§ Objective: Take the entries below and print all of them exactly, please.

§ Material for this exercise:
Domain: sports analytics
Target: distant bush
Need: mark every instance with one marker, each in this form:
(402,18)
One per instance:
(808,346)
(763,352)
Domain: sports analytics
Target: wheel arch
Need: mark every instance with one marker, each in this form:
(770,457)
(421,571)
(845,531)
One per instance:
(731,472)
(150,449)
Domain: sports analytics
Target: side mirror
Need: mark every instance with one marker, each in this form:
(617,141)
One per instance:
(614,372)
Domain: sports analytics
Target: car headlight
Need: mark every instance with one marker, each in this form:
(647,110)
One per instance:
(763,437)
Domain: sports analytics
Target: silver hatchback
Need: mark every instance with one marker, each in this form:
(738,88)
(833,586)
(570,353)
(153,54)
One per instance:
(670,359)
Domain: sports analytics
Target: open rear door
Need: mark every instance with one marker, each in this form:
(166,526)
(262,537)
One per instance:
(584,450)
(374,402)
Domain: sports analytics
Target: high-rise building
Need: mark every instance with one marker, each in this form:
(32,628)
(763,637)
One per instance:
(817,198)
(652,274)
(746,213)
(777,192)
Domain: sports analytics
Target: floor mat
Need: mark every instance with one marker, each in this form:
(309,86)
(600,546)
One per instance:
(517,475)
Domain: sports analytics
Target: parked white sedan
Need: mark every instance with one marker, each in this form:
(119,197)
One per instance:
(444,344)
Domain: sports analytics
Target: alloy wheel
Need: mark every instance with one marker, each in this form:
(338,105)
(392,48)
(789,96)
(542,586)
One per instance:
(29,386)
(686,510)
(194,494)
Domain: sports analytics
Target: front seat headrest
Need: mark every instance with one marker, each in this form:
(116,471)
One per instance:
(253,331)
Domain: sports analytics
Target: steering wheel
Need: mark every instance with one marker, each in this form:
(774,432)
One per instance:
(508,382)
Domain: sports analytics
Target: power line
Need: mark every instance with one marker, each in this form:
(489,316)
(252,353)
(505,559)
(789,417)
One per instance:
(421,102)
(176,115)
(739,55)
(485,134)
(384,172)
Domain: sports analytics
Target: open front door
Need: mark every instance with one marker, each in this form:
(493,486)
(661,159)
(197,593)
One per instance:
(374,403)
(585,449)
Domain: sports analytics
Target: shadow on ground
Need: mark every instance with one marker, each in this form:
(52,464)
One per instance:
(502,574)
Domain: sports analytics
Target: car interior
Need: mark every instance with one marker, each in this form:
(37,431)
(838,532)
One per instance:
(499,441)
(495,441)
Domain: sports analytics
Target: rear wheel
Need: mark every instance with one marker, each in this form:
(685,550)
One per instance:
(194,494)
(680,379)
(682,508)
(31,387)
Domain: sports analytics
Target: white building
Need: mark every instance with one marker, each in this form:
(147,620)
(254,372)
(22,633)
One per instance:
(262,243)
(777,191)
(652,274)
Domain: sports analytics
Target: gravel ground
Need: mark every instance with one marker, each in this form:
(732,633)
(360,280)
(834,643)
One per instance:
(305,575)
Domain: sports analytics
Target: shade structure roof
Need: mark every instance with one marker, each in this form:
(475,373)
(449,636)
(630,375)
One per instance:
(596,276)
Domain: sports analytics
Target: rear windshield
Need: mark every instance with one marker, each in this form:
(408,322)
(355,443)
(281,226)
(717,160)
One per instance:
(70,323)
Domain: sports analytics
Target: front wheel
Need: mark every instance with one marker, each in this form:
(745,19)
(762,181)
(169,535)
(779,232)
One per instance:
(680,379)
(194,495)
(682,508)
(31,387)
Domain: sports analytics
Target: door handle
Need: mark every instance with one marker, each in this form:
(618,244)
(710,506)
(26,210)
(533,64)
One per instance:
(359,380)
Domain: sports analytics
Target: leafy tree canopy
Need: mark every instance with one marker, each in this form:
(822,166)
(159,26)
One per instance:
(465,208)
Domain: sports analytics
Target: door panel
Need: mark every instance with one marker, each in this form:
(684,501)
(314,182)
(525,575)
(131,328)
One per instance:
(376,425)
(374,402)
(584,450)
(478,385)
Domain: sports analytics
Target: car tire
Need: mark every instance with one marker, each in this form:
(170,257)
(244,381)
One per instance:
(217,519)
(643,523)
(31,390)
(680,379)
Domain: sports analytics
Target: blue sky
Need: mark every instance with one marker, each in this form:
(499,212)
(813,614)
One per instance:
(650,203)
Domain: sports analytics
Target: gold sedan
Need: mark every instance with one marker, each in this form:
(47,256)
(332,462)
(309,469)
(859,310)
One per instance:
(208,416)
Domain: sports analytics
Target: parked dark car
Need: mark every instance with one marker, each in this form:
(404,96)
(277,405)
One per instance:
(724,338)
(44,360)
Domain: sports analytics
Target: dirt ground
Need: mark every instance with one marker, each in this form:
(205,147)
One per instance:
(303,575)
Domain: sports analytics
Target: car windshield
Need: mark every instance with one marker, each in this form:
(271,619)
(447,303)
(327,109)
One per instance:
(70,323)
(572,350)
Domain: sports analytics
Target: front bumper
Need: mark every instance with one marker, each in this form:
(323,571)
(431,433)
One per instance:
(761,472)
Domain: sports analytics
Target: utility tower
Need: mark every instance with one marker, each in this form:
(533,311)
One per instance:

§ Complete response:
Domain: sports analytics
Target: distant bush
Need: mark every instance with one marker, each in this form:
(402,18)
One per instance:
(808,346)
(763,352)
Domain: sports analytics
Target: wheel arch
Need: mark every instance with one marker, each in this form:
(770,457)
(421,571)
(845,531)
One per instance:
(731,472)
(150,449)
Domain: sports analytics
Target: side mirror
Need: mark every instance with one marker, each in this form:
(617,141)
One per instance:
(614,372)
Domain: sports analytics
Target: car headlight
Need: mark every instance with one marker, each in this form:
(647,110)
One per instance:
(763,437)
Domain: sports analytics
Target: silver hatchback
Need: mark every instance with one marker, each in this form:
(738,88)
(833,586)
(570,353)
(153,54)
One per instance:
(670,359)
Domain: sports analytics
Target: open rear door
Need: mark every instance with one marker, each in this form:
(166,526)
(262,537)
One per instance:
(584,450)
(374,402)
Domain: sports analytics
Target: high-rise building
Need: mark every instance with one marker, each in this form:
(32,628)
(763,637)
One per instance:
(817,198)
(652,274)
(746,213)
(777,192)
Domain: sports analytics
Target: floor mat
Need: mark every instance with one marker, each in this form:
(309,86)
(600,546)
One per instance:
(517,475)
Domain: sports analytics
Target: parked white sedan
Need: mark every instance with one marker, each in this form:
(119,197)
One per instance:
(444,344)
Domain: sports analytics
Target: alloy wheel
Need: mark every instance with one marker, each in this form:
(338,105)
(392,48)
(789,96)
(542,586)
One per instance:
(29,386)
(686,510)
(194,494)
Domain: sports analytics
Target: front seat headrest
Need: mark every instance with one marker, each in this form:
(116,471)
One per instance:
(253,331)
Domain: sports analytics
Target: steering wheel
Need: mark every instance with one marker, each in this form:
(774,432)
One per instance:
(508,382)
Domain: sports analytics
Target: power line
Need: mark every instance with one marker, each in this form:
(489,316)
(252,353)
(505,559)
(789,417)
One per instance:
(421,102)
(176,115)
(739,55)
(485,134)
(384,172)
Domain: sports analytics
Target: open front door
Need: mark every instance with one marker, each in this form:
(493,486)
(661,159)
(197,593)
One per instance:
(374,403)
(585,449)
Domain: sports analytics
Target: shadow on ground
Need: mark every instance with one marker, each in this form:
(52,464)
One per instance:
(502,574)
Domain: sports analytics
Target: car interior
Need: mark every instance with one marker, each in this form:
(37,431)
(838,532)
One per instance:
(499,441)
(495,441)
Domain: sports analytics
Target: rear wheel
Need: mark every instance with one marker, each in this form:
(685,550)
One per instance:
(194,494)
(680,379)
(682,508)
(31,387)
Domain: sports analytics
Target: white building
Need: mark every instance with one marker, each in this form:
(147,620)
(254,372)
(22,633)
One per instance:
(262,243)
(777,191)
(652,274)
Domain: sports analytics
Target: gravel ground
Need: mark every instance with one marker, each in this form:
(732,633)
(360,280)
(834,643)
One per instance:
(305,575)
Domain: sports analytics
Target: shade structure roof
Need: mark every instance with one marker, each in this form:
(475,373)
(449,636)
(630,375)
One per instance:
(596,276)
Domain: sports analytics
Target: rear windshield
Need: mark every instance with one marker, each in this form:
(408,322)
(355,443)
(281,226)
(717,160)
One per instance:
(70,323)
Domain: sports analytics
Target: front wheel
Need: mark every instance with one marker, each in this form:
(745,19)
(762,181)
(169,535)
(779,232)
One per instance:
(680,379)
(194,495)
(682,508)
(31,387)
Domain: sports analytics
Target: door handle
Need: mark every instance with one marker, each in this form:
(618,244)
(710,506)
(26,210)
(533,64)
One per instance:
(359,380)
Domain: sports analytics
Target: leafy tree canopy
Need: mark every instance with one marker, each in this form:
(822,166)
(159,26)
One per instance:
(465,208)
Domain: sports analytics
Target: door panel
Need: mark every instance with one marker, each in this form:
(684,501)
(314,182)
(525,575)
(131,328)
One per instance:
(376,425)
(374,402)
(584,450)
(478,385)
Domain: sports analytics
Target: car tire
Need: mark every instance with one marker, each in this form:
(170,257)
(244,381)
One per instance:
(217,519)
(643,523)
(31,390)
(680,379)
Domain: sports analytics
Target: blue sky
Need: mark every instance with one marker, each in this form:
(499,212)
(813,614)
One per instance:
(650,203)
Domain: sports analytics
Target: gold sedan
Need: mark every instance with one marker, each in this form:
(47,256)
(332,462)
(309,469)
(859,310)
One per instance:
(208,416)
Domain: sports analytics
Target: parked dark car
Need: mark every instance with one marker, each in this form:
(404,96)
(277,405)
One per instance:
(724,338)
(44,360)
Domain: sports analytics
Target: dirt ground
Need: mark every instance with one marker, each in this form:
(205,147)
One per instance:
(303,575)
Domain: sports analytics
Target: car windshield
Need: mark every instance with one marker, each in this form:
(271,619)
(447,303)
(327,109)
One per instance:
(70,323)
(572,350)
Domain: sports analytics
Target: front bumper
Need: mark every instance with one marker, each in this form:
(323,571)
(431,433)
One per instance:
(761,472)
Domain: sports analytics
Target: utility tower
Need: mark every instance with one marker, each in this form:
(533,311)
One per instance:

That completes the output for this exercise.